## THE TASK
In the copy, include no pictures, but reproduce every record exactly.

## RECORDS FOR THIS TASK
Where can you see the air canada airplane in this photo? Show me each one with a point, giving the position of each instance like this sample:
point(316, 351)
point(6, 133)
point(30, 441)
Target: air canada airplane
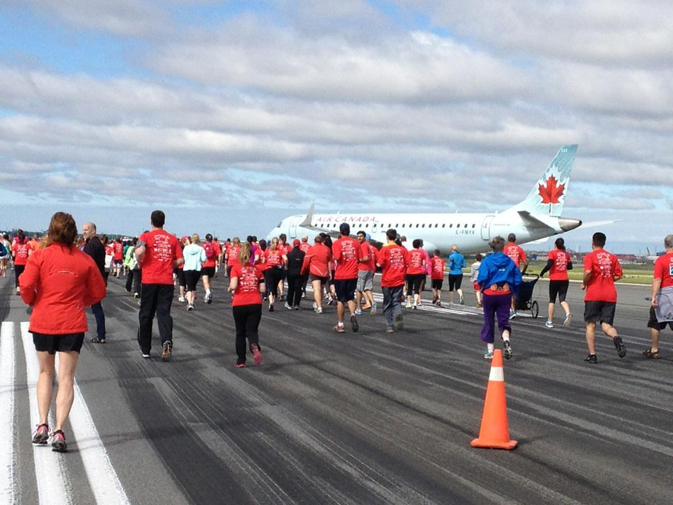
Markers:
point(535, 218)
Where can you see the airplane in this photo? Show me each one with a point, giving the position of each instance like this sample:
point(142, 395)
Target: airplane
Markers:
point(534, 219)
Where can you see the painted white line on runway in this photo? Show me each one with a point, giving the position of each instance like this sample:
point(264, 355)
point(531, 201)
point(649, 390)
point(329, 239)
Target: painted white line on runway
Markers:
point(8, 488)
point(50, 468)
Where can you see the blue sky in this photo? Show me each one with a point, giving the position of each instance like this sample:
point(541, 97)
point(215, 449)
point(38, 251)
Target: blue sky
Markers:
point(231, 115)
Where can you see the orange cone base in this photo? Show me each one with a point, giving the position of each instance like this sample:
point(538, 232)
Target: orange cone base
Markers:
point(508, 446)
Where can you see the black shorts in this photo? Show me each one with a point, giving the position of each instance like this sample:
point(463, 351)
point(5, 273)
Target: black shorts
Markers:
point(603, 312)
point(455, 281)
point(192, 279)
point(345, 289)
point(653, 323)
point(58, 343)
point(414, 282)
point(182, 281)
point(559, 288)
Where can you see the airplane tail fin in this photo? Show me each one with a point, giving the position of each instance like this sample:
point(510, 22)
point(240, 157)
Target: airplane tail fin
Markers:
point(548, 195)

## OUTPUT OF THE TASK
Where can you see the air canada airplane in this photo? Show me each one with a point, giving the position of each instance like this sample:
point(316, 351)
point(6, 133)
point(30, 441)
Target: air canada airplane
Markers:
point(535, 218)
Where can you see the airplane in this photo? Show me each one with a point, giving the position of each instance like this sample:
point(142, 395)
Target: airplane
Markers:
point(534, 219)
Where can you see the painted white line on runway in this photo? Show me each one with a point, giving the position of each instance like this sample:
point(264, 355)
point(531, 201)
point(649, 390)
point(329, 239)
Target: painted white line on runway
Markers:
point(8, 488)
point(50, 468)
Where can you see the blue sky in this photo? Show me each one with a point, giving the position of each instance like this sample:
point(541, 97)
point(215, 449)
point(38, 251)
Target: blue sky
Markers:
point(231, 115)
Where can you see the orange cone base in this photo? Show me each one with a point, giving the position of each instance like this sample:
point(538, 232)
Target: orange cone base
Markers:
point(508, 446)
Where can you see the black shorts in this photo? Show me each one with a point, giving the position of each instance like this sample:
point(463, 351)
point(5, 273)
Target: black shorts
Markers:
point(603, 312)
point(455, 281)
point(192, 279)
point(345, 289)
point(653, 323)
point(58, 343)
point(414, 282)
point(182, 281)
point(559, 288)
Where can you see the airplane tail fin in this photo? Show me each one with a point, giving the position of each instance like this sample:
point(510, 22)
point(240, 157)
Target: airplane tail fin
Markers:
point(548, 195)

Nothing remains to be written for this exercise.